··· Provided records

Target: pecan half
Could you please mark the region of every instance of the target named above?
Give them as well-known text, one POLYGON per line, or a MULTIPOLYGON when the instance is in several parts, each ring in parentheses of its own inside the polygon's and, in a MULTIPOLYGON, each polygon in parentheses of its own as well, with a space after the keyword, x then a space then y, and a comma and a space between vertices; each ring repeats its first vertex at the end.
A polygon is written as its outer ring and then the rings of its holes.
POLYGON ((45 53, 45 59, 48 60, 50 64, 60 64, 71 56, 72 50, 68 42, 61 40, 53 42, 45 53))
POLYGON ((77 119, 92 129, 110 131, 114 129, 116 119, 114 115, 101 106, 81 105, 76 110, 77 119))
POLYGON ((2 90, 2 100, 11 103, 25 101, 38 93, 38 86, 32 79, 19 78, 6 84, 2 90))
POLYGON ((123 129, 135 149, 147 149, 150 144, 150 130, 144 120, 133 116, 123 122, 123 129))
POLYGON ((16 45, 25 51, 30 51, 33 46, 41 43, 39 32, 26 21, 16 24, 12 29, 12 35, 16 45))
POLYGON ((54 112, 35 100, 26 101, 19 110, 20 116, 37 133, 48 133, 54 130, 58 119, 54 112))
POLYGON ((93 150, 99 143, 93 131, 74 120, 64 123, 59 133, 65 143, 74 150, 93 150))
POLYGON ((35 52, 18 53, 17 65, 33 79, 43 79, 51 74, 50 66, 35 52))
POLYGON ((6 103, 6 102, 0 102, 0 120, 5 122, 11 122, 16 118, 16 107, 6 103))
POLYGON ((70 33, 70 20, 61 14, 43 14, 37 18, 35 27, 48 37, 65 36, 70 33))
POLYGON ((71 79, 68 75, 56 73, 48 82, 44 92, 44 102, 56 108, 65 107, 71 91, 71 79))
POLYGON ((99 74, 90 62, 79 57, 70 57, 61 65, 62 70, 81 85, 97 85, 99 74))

······
··· Provided records

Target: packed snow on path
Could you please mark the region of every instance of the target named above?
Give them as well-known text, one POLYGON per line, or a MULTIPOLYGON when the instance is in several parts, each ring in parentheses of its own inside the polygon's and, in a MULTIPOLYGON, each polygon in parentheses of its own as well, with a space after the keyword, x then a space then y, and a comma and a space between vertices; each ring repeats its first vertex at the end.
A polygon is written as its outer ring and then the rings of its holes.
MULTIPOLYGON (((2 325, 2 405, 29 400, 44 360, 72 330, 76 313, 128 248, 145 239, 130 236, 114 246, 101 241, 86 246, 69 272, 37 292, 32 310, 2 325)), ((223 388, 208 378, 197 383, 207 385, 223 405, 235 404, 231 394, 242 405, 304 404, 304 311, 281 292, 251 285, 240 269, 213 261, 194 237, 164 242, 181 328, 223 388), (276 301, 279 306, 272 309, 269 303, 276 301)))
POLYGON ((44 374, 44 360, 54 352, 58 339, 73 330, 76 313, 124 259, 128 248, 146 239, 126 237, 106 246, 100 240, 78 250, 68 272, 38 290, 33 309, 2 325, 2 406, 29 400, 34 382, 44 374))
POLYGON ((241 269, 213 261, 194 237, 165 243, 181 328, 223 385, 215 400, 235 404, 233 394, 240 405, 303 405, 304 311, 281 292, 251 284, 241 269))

······
··· Provided records

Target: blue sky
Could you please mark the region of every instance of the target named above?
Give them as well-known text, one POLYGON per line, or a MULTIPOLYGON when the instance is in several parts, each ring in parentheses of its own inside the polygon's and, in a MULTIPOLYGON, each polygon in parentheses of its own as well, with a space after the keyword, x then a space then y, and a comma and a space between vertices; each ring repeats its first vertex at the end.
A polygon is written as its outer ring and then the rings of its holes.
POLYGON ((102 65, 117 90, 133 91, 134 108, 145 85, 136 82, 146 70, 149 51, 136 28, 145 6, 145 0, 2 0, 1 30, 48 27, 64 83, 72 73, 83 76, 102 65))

······

Rescale everything from the line containing "Target: pecan half" down to the line containing "POLYGON ((45 53, 45", both included. Repeat these lines, requests too, with every coordinate in the answers multiplied by 0.25 and rounded to a whole number, halves rounded up.

Target: pecan half
Could you please mark the region of every instance of the target named above?
Give them as well-known text, one POLYGON per line, or a MULTIPOLYGON when the instance is in several parts, each ring in parentheses of its own inside the polygon's and, in a MULTIPOLYGON, each polygon in parentheses of its own as well, with a space after the keyword, x then a space then y, and a comma and a space between vertices; each ring repeats its first vertex at the end.
A polygon is written as its outer ring and then the rings of its holes.
POLYGON ((11 13, 11 15, 12 15, 13 16, 15 16, 18 14, 18 13, 17 11, 15 10, 13 11, 11 13))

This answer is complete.